**What to do**
Among the lines below, how many carry the string "striped"? Reply with a number and nothing else.

────

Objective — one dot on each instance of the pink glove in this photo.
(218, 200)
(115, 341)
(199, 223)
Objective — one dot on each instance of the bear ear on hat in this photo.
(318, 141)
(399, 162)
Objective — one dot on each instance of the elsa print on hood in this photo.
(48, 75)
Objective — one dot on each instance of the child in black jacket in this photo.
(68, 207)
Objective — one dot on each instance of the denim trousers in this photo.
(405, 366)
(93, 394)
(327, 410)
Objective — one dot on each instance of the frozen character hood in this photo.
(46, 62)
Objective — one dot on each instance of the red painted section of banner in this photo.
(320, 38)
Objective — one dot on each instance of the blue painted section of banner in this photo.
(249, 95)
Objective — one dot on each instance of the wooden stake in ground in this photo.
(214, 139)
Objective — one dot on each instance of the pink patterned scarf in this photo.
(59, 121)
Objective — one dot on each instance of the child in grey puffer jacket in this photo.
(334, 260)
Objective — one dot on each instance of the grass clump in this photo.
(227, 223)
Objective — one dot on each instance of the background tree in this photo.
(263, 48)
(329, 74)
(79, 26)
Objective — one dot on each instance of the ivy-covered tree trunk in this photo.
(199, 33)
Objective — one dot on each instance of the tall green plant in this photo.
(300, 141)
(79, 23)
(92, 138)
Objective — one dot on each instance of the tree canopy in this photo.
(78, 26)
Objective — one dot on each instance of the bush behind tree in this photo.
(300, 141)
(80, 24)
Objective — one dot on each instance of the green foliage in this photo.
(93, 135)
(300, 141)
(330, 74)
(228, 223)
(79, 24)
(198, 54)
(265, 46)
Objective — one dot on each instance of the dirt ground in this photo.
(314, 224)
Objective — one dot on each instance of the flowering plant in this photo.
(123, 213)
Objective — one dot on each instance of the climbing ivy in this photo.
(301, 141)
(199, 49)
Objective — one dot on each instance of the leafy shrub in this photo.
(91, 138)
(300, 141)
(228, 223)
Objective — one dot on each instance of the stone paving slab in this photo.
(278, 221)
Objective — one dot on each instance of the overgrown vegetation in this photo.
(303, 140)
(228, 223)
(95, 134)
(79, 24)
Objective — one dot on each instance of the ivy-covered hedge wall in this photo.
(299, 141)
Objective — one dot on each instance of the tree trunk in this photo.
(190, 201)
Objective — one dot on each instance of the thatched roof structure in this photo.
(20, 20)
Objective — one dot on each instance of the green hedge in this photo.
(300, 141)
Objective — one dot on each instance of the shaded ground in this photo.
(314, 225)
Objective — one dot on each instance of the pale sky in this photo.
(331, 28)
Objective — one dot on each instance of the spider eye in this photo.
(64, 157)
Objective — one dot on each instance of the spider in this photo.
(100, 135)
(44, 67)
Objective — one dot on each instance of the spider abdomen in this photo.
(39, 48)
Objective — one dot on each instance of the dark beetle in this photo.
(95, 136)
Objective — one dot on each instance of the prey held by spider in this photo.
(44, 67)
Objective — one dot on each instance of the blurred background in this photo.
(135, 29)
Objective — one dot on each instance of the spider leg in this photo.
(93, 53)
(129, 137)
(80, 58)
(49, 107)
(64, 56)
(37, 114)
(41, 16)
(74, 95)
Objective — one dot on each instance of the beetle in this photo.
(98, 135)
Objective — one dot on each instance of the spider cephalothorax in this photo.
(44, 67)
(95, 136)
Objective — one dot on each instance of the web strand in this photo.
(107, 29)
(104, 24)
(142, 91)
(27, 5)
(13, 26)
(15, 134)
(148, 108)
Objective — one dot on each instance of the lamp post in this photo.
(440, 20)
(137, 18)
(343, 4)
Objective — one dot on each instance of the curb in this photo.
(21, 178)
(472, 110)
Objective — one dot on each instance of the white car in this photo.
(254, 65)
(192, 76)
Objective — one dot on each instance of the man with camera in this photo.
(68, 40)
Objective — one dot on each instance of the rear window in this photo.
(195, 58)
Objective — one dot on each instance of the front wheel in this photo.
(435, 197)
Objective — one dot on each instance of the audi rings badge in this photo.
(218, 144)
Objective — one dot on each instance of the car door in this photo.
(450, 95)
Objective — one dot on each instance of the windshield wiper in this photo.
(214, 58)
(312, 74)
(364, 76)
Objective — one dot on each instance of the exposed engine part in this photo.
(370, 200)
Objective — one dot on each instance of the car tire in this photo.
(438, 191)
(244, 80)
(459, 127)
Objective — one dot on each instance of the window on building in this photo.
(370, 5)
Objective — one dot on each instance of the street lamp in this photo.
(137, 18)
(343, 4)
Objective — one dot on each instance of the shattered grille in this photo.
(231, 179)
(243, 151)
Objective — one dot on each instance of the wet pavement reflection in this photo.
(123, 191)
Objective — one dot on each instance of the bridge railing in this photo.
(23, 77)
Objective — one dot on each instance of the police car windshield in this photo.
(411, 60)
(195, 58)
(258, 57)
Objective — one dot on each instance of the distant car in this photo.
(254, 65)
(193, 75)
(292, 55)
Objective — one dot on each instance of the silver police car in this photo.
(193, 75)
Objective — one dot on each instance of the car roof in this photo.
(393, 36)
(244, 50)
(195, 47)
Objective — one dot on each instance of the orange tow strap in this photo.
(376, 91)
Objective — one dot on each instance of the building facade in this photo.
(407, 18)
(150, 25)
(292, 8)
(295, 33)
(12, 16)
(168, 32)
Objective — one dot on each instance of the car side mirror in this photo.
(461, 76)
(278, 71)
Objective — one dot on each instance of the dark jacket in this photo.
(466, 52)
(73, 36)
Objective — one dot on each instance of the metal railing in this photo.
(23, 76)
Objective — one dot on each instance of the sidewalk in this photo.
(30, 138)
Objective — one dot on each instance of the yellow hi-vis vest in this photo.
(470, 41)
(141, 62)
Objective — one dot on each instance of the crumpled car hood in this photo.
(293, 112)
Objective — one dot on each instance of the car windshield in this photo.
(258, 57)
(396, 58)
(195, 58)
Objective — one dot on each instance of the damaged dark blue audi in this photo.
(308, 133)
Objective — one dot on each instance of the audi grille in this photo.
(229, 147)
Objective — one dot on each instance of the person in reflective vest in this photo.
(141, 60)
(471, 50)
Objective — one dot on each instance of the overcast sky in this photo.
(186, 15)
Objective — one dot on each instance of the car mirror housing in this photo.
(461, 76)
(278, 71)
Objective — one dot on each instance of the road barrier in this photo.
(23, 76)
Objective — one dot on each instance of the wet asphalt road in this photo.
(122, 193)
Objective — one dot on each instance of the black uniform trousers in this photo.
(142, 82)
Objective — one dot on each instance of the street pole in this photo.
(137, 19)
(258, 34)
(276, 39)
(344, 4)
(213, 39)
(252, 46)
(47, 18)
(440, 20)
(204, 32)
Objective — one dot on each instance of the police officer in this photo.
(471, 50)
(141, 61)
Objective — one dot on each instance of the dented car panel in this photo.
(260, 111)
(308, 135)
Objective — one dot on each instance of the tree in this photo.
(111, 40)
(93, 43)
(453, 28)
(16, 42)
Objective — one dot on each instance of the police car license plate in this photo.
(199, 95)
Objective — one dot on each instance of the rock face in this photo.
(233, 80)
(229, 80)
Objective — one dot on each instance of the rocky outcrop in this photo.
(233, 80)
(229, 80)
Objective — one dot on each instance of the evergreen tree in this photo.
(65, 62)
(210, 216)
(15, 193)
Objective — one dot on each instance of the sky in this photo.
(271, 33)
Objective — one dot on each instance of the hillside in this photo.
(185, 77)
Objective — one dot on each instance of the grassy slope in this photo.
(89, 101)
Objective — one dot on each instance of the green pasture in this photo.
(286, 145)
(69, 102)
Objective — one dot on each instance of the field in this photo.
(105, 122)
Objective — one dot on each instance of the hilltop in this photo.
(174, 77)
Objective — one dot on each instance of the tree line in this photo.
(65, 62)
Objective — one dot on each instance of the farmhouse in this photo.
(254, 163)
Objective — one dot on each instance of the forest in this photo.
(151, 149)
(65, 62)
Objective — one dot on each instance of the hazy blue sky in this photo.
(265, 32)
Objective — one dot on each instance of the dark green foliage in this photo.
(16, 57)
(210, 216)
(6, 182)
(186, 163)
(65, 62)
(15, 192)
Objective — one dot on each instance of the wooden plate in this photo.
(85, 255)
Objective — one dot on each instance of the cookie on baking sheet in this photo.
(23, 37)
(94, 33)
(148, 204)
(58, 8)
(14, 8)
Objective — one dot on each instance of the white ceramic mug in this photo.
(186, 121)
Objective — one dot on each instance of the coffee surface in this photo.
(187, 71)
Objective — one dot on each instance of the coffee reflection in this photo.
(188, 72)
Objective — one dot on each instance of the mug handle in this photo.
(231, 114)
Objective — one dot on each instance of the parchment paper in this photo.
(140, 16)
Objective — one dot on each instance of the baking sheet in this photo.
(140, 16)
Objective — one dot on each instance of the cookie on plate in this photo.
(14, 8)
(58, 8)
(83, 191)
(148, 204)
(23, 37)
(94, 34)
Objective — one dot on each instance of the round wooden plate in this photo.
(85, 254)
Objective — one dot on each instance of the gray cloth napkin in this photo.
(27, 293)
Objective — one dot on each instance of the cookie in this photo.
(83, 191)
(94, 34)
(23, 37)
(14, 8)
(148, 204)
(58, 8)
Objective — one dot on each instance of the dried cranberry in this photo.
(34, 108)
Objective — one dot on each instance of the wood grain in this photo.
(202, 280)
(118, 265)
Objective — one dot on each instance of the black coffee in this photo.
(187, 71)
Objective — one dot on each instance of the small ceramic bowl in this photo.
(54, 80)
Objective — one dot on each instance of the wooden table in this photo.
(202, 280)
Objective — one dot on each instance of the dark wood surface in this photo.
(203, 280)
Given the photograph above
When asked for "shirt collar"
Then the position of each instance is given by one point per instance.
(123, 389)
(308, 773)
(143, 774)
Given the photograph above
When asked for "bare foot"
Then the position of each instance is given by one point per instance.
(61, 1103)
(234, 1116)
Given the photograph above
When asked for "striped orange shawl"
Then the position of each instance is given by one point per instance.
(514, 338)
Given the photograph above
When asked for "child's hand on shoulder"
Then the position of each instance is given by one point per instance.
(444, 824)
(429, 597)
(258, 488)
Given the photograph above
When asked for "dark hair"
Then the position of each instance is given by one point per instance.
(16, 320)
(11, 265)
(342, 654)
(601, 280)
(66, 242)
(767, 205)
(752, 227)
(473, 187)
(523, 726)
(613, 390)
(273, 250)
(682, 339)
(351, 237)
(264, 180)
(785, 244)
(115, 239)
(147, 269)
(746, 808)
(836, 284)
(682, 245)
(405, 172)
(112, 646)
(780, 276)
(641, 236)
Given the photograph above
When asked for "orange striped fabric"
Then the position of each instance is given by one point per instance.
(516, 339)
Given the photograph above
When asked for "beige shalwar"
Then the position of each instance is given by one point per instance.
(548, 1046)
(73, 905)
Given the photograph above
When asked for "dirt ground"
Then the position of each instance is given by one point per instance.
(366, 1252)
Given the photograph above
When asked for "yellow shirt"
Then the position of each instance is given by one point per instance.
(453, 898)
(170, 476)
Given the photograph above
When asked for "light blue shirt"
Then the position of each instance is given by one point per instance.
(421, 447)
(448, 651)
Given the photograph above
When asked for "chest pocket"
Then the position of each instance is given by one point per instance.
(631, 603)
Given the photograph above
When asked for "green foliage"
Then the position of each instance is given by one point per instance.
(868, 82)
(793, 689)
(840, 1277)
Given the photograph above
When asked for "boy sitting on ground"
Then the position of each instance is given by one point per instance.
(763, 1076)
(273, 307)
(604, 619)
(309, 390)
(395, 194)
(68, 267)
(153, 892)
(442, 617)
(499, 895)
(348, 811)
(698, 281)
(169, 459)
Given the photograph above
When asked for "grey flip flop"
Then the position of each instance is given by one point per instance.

────

**Written response**
2